Exercise details:
Shift every bounding box coordinate in the listing below by adding 108 to it. Rewrite each line of the listing in full, unchanged except for those numbers.
--- start of Provided data ---
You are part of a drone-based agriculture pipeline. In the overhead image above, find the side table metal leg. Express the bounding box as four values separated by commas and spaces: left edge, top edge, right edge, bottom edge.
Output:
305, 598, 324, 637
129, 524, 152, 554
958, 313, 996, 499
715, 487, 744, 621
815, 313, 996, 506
--- end of Provided data ---
Worked solution:
You are part of a drone-based agriculture pipeline. In the overhead image above, find the side table metal leg. Express the bounding box as four values separated by commas and spaces: left edge, top edge, right edge, bottom edge.
Output:
413, 706, 432, 745
237, 632, 260, 662
1066, 421, 1104, 607
823, 595, 852, 729
923, 421, 1104, 614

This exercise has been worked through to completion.